- _SET TASK_
Reproduce the rows from the one containing "Point to the khaki" through the last row, substituting "uniform jacket" for "uniform shirt" and leaving everything else unchanged.

- _Dataset rows on object pointing_
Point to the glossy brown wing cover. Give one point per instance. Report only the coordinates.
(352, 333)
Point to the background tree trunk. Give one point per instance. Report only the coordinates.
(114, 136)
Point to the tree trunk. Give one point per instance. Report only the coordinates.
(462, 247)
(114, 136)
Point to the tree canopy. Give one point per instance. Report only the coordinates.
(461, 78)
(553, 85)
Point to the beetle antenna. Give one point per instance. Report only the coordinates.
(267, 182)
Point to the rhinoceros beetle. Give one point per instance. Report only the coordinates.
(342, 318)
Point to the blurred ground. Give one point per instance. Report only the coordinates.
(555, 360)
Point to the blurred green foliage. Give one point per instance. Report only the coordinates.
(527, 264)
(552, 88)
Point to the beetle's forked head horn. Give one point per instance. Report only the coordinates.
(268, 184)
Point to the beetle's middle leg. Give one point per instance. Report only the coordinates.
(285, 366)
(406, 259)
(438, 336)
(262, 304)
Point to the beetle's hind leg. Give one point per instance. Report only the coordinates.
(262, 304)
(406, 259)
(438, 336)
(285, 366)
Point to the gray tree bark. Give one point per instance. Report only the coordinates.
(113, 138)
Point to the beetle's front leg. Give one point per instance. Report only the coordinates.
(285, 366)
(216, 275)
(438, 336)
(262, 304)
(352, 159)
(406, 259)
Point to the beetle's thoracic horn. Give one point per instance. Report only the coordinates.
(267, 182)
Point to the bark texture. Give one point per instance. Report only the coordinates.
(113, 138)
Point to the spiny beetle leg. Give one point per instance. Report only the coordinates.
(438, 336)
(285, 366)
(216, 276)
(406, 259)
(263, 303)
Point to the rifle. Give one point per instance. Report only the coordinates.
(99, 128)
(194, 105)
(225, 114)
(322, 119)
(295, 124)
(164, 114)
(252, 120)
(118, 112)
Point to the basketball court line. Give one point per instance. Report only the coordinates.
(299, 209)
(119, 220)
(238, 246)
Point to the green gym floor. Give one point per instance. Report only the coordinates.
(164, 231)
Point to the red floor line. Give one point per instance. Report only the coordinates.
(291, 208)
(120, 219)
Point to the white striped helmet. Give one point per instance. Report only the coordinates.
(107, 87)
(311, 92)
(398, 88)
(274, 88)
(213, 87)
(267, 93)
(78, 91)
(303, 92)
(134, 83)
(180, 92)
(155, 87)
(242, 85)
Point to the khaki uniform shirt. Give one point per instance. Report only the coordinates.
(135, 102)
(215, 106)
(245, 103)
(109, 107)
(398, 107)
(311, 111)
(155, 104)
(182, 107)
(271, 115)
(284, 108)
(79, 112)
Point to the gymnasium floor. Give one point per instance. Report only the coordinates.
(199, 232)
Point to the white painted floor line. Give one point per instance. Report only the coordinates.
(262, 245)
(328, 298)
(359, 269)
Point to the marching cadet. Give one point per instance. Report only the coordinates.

- _FINISHED ANSWER_
Point to the khaki uniform jacket. Give one point per instance. Report only the coordinates.
(135, 102)
(215, 106)
(245, 103)
(109, 107)
(398, 107)
(311, 111)
(155, 104)
(182, 107)
(271, 115)
(284, 108)
(79, 112)
Point to the gymnasium floor. Give one point per instance. Report only the coordinates.
(199, 232)
Point to the white painted floor line. Give one point per instance. Report only the coordinates.
(262, 245)
(328, 298)
(359, 269)
Point to the marching cadet. Give one point per instance. Report only the coordinates.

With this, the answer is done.